What is needed |
Starting with the line that holds "Please locate the yellow", copy out each remaining line of the listing below, up to and including the last one, and include nothing else.

Coordinate annotation entries:

--- Begin ---

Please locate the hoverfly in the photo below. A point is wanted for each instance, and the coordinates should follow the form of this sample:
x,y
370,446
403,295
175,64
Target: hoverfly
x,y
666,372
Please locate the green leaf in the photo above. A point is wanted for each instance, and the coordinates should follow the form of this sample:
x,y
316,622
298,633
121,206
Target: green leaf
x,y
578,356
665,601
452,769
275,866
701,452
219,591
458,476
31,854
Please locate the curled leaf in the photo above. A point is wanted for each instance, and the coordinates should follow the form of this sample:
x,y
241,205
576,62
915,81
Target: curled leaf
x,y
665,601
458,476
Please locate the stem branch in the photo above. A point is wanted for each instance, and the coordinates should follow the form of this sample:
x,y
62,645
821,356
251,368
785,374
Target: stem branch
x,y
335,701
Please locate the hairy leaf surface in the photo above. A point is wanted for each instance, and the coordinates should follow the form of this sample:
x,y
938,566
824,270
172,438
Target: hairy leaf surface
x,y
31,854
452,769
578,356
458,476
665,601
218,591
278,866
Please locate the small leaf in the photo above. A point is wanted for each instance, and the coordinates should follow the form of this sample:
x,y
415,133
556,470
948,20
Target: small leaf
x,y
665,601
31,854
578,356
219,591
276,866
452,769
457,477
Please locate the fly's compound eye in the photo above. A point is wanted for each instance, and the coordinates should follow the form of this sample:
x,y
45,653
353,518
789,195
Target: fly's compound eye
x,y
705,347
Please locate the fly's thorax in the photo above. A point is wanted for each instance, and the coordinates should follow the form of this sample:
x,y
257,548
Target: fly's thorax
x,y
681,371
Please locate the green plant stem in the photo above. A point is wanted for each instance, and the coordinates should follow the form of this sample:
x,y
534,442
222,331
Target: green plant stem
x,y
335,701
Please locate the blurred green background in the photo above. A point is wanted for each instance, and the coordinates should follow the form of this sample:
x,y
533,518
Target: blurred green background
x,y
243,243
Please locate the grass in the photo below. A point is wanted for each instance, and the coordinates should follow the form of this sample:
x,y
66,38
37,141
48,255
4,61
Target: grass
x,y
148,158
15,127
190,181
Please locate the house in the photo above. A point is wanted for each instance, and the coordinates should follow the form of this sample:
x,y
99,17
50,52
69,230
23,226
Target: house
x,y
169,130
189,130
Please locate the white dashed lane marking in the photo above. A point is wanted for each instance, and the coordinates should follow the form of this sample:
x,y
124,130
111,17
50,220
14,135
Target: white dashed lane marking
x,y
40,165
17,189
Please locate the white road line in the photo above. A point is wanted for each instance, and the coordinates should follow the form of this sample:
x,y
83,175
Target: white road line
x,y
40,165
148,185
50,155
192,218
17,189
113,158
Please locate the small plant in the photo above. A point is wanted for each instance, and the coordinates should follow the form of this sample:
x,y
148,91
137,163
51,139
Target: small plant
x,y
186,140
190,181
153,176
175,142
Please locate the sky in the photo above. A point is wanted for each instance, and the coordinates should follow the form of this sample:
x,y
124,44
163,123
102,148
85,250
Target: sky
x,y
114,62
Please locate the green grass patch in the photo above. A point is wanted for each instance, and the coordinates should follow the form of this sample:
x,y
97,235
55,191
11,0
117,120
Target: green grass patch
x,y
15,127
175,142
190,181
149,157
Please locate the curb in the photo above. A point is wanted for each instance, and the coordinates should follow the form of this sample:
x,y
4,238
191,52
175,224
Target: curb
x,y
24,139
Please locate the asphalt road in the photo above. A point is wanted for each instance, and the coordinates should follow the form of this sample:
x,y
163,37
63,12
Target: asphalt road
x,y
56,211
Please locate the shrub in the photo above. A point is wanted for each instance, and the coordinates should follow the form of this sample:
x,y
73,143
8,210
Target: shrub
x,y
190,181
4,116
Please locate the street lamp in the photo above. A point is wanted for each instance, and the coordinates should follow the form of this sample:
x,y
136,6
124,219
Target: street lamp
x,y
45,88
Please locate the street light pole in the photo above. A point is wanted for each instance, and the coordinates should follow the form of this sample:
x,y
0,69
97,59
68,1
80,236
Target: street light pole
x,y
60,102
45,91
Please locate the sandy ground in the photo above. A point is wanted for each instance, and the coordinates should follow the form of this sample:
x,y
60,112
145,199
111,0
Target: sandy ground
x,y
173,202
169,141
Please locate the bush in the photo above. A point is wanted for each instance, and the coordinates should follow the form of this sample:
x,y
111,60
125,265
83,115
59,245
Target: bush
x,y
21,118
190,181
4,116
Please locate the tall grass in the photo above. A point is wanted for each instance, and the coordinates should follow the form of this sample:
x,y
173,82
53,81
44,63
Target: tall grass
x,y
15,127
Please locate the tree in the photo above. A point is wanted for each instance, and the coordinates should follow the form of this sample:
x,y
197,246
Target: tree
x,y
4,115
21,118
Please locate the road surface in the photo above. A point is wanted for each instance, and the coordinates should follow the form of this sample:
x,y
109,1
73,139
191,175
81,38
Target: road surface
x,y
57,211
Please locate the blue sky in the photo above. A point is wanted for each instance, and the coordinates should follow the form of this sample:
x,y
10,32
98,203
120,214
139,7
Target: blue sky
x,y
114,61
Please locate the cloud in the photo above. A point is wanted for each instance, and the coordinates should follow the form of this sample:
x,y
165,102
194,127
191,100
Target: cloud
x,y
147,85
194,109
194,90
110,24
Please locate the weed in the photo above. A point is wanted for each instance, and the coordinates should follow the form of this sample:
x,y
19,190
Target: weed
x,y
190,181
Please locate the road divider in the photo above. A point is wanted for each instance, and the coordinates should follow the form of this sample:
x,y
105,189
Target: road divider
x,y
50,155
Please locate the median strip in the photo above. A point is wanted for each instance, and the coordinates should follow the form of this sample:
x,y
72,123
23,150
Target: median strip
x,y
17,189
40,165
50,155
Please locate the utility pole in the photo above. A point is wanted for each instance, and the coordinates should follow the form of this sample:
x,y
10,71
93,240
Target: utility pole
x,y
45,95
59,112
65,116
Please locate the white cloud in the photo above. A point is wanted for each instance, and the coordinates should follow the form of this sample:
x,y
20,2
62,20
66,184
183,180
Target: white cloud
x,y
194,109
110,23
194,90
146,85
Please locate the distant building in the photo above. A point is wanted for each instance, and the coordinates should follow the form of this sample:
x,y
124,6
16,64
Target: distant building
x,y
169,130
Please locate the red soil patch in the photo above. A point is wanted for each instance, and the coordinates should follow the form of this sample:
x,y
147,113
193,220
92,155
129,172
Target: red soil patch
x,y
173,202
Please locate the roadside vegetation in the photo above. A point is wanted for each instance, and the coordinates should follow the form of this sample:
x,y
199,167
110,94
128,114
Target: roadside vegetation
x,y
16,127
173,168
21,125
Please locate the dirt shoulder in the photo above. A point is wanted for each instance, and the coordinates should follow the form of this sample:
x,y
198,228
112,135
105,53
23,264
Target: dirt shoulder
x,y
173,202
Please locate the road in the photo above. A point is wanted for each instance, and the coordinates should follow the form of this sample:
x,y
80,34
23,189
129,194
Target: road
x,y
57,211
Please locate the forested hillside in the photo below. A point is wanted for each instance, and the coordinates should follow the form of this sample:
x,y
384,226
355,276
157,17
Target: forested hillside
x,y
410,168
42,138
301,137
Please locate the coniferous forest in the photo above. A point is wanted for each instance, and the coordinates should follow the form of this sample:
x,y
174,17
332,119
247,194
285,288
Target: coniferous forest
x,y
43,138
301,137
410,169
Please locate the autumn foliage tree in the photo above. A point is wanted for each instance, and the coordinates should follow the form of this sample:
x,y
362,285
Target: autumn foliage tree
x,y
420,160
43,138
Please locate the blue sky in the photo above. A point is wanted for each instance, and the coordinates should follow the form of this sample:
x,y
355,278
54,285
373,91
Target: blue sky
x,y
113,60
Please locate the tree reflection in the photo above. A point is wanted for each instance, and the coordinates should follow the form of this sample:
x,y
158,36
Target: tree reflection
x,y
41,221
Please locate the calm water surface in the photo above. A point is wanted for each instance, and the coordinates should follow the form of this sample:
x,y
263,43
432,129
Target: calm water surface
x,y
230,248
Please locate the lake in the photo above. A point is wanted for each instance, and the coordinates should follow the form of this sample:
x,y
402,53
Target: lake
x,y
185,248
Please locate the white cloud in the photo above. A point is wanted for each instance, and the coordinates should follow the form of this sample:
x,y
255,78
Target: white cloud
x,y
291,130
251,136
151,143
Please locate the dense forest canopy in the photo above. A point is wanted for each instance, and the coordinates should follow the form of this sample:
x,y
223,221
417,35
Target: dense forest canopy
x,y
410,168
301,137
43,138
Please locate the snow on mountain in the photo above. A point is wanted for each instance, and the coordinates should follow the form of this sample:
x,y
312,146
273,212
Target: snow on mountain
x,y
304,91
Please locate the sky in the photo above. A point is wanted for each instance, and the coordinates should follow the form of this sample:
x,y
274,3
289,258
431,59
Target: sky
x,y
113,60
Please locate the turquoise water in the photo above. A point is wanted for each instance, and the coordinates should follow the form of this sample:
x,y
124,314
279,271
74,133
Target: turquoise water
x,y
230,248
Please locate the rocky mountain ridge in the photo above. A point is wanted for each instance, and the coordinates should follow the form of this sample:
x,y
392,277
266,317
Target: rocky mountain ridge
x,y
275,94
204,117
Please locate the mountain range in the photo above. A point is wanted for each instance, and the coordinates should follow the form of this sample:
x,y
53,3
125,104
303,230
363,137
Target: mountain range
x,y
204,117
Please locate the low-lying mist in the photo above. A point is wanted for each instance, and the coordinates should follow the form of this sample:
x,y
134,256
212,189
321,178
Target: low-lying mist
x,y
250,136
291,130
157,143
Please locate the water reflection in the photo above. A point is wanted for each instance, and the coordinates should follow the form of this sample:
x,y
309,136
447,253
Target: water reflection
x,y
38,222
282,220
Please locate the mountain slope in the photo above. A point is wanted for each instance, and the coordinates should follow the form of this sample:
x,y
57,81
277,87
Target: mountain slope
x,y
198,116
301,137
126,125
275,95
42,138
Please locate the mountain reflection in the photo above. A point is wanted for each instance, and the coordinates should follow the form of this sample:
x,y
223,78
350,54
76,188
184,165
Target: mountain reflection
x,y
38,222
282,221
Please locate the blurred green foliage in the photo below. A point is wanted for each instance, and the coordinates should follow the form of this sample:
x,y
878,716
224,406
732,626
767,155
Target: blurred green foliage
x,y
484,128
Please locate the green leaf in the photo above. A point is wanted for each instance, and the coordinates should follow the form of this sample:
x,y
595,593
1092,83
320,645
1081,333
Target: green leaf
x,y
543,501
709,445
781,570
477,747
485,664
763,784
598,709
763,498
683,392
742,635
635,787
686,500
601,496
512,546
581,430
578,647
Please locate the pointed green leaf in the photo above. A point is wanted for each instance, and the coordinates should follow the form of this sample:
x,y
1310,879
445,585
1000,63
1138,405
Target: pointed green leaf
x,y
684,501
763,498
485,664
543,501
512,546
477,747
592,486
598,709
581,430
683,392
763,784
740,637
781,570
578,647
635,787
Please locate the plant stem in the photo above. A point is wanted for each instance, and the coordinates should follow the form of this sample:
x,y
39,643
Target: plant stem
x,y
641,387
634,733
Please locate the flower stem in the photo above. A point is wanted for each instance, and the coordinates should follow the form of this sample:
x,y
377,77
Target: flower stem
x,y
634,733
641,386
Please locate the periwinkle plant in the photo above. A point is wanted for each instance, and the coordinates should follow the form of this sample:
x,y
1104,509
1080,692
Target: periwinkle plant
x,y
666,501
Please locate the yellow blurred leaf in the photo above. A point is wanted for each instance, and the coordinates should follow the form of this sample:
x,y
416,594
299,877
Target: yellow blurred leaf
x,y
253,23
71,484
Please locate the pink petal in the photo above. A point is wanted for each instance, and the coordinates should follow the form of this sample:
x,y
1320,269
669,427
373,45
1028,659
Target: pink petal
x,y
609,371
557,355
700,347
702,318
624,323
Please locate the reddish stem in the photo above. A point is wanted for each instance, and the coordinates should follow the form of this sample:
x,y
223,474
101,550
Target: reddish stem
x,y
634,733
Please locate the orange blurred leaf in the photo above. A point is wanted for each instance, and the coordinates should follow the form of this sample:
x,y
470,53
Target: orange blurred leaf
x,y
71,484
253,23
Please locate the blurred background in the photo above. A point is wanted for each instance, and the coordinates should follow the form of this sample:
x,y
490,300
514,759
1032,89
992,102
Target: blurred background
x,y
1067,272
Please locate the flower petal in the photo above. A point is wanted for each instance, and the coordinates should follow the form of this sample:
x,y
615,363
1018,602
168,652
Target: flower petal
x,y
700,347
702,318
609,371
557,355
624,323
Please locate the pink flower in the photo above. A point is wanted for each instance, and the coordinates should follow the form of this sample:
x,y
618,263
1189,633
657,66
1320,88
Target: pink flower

--- End ---

Task response |
Please locate the yellow blurred leaf in the photo above. A point is wanted for each instance, and the coordinates should follow the form of this sample:
x,y
416,594
299,877
Target: yellow blurred leaf
x,y
253,23
71,484
Please locate the pink petal in the photo above. A point is wanted for each instance, and the coordinates should follow the form of this sample:
x,y
1320,269
669,427
373,45
1028,659
Target: pink petal
x,y
609,371
557,355
700,347
702,318
624,323
Please locate the reddish stem in the photo above. A point is wanted for each instance, and the coordinates should follow the form of this sample:
x,y
223,474
101,550
Target: reddish stem
x,y
634,733
Please locate the orange blurred leaf in the photo above. A point is wanted for each instance, and the coordinates should follow the form of this sample:
x,y
470,53
Target: orange blurred leaf
x,y
71,484
253,23
Please locate the blurred background in the photo above. A point is wanted for each instance, and the coordinates should follow the form of this sample:
x,y
490,300
514,759
1032,89
992,102
Target: blurred background
x,y
1067,272
Please locate the flower petal in the photo above. A point is wanted for each instance, and the coordinates should follow the form of this sample:
x,y
615,363
1018,602
168,652
Target: flower petal
x,y
700,347
702,318
609,371
557,355
624,323
Please locate the pink flower in the photo above. A point is wanted for each instance, and the coordinates should follow the form of this sample:
x,y
618,263
1189,633
657,66
1320,88
Target: pink flower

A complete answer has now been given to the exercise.